Transcribe only the part of the listing below that begins at the line containing "Question. For every instance of the aircraft" and runs to its final line, keeping both ends.
━━━━━━━━━━━━━━━━━━━━━━━━━━━━━━
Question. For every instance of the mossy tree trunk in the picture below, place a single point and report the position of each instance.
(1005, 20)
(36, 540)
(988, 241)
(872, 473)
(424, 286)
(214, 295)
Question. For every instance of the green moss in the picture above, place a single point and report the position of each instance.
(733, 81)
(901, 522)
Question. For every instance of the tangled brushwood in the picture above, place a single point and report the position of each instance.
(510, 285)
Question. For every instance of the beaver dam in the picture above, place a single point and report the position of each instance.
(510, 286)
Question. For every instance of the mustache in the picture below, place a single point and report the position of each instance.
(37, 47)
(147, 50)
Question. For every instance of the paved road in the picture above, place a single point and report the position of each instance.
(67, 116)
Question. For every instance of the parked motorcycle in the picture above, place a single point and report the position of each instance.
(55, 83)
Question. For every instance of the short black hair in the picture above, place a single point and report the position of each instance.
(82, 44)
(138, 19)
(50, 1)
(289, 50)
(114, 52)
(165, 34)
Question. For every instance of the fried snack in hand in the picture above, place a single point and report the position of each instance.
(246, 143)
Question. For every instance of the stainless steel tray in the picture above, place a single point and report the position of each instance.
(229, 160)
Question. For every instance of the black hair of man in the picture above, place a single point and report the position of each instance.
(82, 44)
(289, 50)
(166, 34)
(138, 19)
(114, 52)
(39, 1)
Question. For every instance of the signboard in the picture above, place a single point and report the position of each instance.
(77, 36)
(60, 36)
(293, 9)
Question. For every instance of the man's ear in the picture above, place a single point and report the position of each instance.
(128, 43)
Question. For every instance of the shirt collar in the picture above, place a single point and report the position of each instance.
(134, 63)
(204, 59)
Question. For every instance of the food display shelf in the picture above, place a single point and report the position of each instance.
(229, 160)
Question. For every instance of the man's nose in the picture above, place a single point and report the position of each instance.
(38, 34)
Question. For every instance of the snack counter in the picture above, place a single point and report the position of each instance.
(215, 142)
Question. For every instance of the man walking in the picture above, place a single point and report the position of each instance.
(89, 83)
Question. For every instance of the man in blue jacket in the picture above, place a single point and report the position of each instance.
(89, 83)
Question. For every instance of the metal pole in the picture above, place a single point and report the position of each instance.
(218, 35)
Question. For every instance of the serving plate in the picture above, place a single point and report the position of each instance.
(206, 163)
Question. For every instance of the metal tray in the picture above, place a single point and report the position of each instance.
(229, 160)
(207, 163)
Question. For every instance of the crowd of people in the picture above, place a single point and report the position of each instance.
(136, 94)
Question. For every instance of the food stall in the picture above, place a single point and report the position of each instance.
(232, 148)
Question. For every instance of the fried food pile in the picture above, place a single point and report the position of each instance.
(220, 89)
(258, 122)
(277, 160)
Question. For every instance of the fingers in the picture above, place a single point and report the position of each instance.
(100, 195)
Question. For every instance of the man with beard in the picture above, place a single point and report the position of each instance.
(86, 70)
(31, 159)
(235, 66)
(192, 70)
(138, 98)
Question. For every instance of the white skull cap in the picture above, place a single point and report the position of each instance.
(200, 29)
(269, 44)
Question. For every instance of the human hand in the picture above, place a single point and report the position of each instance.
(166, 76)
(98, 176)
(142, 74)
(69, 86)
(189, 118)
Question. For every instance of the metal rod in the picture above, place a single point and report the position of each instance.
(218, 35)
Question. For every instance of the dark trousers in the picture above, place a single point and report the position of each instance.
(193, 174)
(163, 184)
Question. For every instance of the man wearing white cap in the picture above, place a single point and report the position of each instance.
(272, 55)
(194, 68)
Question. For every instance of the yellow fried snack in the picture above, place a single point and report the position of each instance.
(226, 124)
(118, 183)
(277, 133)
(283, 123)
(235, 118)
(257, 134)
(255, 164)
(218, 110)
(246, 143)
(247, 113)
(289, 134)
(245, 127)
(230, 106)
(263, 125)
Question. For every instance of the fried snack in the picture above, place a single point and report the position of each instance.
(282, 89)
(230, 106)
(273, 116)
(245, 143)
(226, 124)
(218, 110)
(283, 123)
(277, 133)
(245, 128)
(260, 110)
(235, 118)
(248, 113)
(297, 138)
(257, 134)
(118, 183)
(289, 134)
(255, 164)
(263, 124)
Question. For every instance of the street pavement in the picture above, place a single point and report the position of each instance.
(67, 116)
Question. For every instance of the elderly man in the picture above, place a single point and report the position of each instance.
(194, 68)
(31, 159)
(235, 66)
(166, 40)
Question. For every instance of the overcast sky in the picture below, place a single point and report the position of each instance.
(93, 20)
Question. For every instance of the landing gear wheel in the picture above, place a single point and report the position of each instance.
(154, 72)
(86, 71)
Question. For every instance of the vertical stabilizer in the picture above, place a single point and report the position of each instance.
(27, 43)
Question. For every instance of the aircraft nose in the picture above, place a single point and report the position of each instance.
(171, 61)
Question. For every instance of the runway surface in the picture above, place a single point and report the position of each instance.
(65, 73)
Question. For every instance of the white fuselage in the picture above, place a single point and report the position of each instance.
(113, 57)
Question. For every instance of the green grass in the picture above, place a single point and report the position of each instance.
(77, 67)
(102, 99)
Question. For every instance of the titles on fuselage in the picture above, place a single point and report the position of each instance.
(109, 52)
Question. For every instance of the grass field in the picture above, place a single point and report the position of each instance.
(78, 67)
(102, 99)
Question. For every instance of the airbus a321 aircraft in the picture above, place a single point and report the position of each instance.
━━━━━━━━━━━━━━━━━━━━━━━━━━━━━━
> _Task result_:
Question. For every instance of the aircraft nose in the picture above, place a single point and report the position of each instance.
(171, 61)
Question. For every instance of the runway surface in the picture above, place a single point and report the position of each instance.
(65, 73)
Question. For every instance of the white fuselage in the picture above, place a single point and report the position of each instance.
(113, 57)
Question. For every instance of the green grass in the picture above, place a single point and report the position of each instance.
(77, 67)
(102, 99)
Question. For every instance of the titles on fuselage in the picture above, place a single point and report the position of each instance.
(109, 52)
Question. For every instance of the grass field in the picture above, place a single point and report the position of each instance.
(78, 67)
(102, 99)
Question. For every instance of the airbus a321 aircraft in the picture above, place a single point and report the position of each instance.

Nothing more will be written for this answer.